──────── SOURCE DOCUMENT
The Economy
After several quarters of gains in Gross Domestic Product (GDP), the economy contracted during the first quarter at an annualized rate of -0.5%. Decreases in GDP reflected an increase in imports as retailers sought to build inventories following Trump’s announcement of higher tariff rates. There was also a decline in government spending. These effects were partially offset by increases in investment and consumer spending. (Second quarter GDP data will be released July 30.)
Employment numbers remained healthy as nonfarm payrolls rose by 147,000 in June. The unemployment rate was 4.1%, and wages grew at an annualized rate of 3.7%.
Recent data from the University of Michigan’s Surveys of Consumers have shown a decline in consumer sentiment on inflation, personal finances, and the economy. While June reflected a 16.3% increase in sentiment over May’s Surveys, consumers are still more negative on inflation and personal finances than they were one year ago, with a decline of 11.0% in overall sentiment.
────────────────
* _YOUR TASKS_
1 > Transcribe the stretch of the economy overview from "Recent data from" through "in overall sentiment.".
2 > Finish out the next part of the economy overview, picking up after its last sentence.
──────── DATA
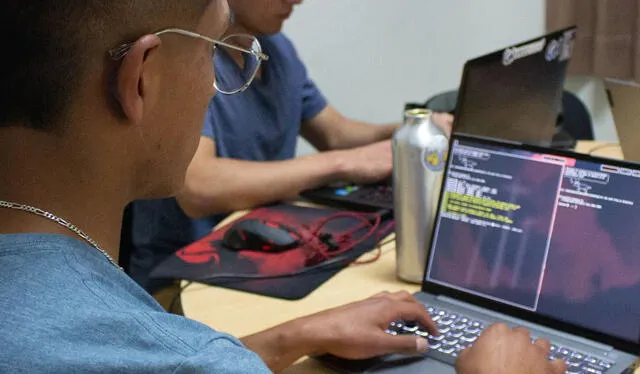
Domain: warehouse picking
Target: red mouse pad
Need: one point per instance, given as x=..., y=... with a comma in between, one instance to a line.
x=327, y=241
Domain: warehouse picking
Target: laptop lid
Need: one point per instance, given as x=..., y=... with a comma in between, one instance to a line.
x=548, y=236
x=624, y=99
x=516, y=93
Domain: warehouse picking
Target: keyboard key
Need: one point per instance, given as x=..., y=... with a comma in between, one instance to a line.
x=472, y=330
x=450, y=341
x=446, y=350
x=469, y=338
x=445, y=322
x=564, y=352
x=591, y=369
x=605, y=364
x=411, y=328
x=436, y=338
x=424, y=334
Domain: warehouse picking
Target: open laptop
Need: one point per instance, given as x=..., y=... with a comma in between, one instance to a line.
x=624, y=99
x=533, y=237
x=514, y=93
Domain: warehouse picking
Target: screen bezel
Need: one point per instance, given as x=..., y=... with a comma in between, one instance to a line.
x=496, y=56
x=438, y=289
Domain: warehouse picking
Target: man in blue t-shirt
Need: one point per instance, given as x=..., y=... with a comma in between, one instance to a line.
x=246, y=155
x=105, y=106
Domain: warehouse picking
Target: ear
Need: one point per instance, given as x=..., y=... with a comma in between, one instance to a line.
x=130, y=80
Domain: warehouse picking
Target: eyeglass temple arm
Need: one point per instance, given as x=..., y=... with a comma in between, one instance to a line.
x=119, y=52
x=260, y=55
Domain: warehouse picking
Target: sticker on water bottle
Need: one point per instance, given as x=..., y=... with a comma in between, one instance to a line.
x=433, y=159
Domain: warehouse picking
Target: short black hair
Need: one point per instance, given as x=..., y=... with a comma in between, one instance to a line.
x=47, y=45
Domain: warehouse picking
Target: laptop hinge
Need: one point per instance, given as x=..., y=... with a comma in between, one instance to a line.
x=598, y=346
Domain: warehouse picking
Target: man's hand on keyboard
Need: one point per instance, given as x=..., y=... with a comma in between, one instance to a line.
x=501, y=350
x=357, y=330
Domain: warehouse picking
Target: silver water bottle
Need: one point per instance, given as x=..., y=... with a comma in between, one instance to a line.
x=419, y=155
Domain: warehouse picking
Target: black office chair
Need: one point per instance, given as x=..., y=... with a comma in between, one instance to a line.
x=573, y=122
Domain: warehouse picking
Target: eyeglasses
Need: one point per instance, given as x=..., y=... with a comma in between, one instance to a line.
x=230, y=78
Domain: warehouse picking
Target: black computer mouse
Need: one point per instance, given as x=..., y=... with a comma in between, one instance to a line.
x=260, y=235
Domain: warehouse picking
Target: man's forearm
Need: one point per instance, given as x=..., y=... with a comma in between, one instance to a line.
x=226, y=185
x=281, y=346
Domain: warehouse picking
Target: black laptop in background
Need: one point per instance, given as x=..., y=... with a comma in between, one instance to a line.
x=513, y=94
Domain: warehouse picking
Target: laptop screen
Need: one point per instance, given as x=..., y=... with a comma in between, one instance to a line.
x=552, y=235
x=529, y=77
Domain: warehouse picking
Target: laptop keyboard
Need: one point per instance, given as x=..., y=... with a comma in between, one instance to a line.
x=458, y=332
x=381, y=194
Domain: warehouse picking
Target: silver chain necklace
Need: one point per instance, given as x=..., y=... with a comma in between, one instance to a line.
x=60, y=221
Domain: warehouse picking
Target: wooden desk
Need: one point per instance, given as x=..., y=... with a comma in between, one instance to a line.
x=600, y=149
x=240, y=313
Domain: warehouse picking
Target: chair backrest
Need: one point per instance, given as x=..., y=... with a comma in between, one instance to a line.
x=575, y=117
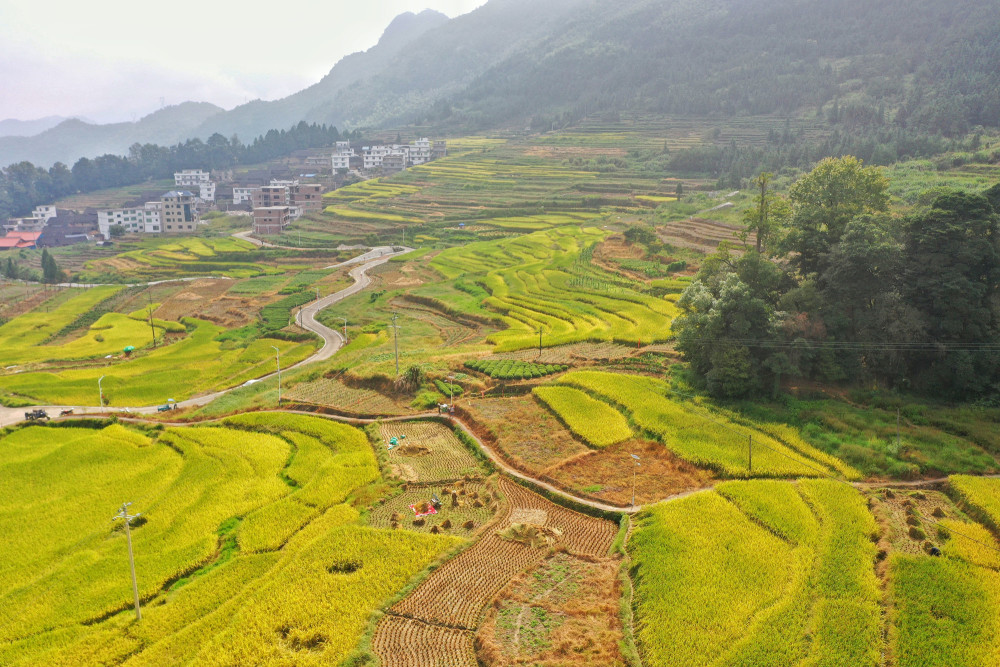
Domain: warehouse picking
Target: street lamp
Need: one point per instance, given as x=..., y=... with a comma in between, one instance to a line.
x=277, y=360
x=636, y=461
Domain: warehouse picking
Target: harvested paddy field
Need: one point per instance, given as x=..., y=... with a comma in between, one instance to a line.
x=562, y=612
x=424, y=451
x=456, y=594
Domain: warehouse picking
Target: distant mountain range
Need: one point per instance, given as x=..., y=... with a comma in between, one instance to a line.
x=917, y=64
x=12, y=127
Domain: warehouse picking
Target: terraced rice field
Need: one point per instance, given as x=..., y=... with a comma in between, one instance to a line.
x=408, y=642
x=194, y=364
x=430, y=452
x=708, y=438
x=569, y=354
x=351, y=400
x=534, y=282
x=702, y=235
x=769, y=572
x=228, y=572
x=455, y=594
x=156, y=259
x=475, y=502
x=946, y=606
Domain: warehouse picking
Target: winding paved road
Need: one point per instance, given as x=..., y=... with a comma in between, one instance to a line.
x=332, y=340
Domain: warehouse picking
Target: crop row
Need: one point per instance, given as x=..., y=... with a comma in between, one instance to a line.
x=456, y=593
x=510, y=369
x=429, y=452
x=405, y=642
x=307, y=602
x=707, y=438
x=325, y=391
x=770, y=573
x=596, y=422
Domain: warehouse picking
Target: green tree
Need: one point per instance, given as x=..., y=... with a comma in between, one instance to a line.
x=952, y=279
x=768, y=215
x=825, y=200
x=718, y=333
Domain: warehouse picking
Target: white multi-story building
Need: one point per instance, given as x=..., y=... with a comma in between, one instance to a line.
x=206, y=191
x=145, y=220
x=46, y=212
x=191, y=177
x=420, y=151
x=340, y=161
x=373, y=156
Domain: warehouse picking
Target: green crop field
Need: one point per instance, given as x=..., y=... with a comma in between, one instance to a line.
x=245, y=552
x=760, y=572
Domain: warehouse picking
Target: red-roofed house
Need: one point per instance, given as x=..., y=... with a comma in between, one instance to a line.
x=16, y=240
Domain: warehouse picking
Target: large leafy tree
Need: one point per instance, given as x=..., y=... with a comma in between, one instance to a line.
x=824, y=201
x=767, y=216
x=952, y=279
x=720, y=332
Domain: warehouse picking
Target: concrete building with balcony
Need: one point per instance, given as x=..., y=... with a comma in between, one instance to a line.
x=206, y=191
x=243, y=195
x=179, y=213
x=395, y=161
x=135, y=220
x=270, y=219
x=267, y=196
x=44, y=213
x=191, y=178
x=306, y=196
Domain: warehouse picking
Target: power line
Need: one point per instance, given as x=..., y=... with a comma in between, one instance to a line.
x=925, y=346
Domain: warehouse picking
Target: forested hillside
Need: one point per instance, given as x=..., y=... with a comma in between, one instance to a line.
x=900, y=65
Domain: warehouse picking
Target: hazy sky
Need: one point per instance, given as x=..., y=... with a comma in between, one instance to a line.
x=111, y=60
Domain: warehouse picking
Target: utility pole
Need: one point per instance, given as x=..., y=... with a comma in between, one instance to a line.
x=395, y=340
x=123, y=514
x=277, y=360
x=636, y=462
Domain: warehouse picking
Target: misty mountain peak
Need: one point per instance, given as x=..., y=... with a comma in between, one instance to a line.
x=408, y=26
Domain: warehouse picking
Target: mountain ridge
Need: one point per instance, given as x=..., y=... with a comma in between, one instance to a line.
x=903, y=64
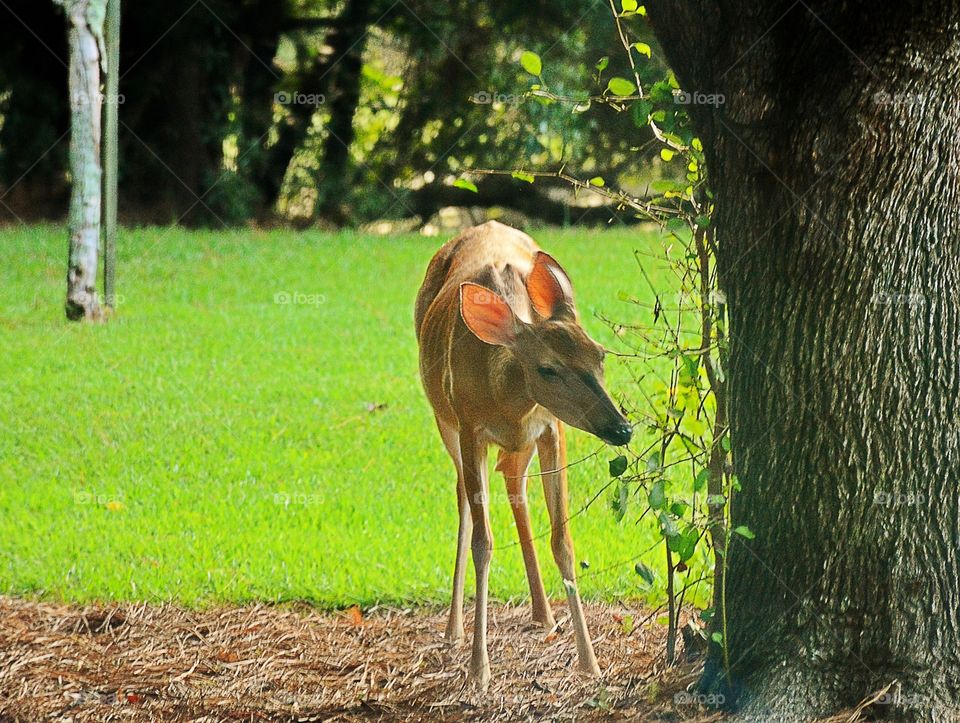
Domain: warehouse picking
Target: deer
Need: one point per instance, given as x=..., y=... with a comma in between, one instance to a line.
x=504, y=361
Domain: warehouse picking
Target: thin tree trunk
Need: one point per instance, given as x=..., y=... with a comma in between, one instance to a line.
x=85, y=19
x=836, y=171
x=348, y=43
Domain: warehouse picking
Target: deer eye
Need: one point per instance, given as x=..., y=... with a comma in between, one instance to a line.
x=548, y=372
────────────────
* _SOLVED TASKS_
1 >
Recent data from the University of Michigan’s Surveys of Consumers have shown a decline in consumer sentiment on inflation, personal finances, and the economy. While June reflected a 16.3% increase in sentiment over May’s Surveys, consumers are still more negative on inflation and personal finances than they were one year ago, with a decline of 11.0% in overall sentiment.

2 >
The Consumer Price Index (CPI) increased 0.3% in June, after rising 0.1% in May. CPI increased at an annualized rate of 2.7%. The rate reflected increases in prices for household furnishings, medical care, recreation, clothing, and personal care. Core CPI, which includes all items less food and energy, saw a smaller rise, up 0.2% in June. Core CPI increased by 2.9% over the last 12 months. The Fed’s preferred measure of inflation is the Personal Consumption Expenditures Index (PCE). The Fed is currently targeting a 2% rate of inflation by this measure. In May, Core PCE inflation grew at an annualized rate of 2.7%, and consumer spending decreased $29.3 billion from April.
Fixed Income Markets
After 1.0% of rate cuts in the latter half of 2024, the Fed has continued to hold rates steady at a target of 4.25% - 4.50%. The next Fed meeting will occur on July 29 and 30; however, few economists expect a rate cut announcement at that meeting.
The yield on 2-year U.S. Treasuries was 3.72% at quarter end, and the yields on 5- and 10-year maturities stood at 3.79% and 4.24%, respectively. The yield on 30-year Treasuries was 4.78%. The yield on 3-month Treasury Bills was 4.41% as of June 30, up 0.09% from 3 months ago.
For the quarter, fixed income market returns by sector were positive, except for Long Government/Credit, down 0.2%. Developed International Bonds led returns, up 7.6%.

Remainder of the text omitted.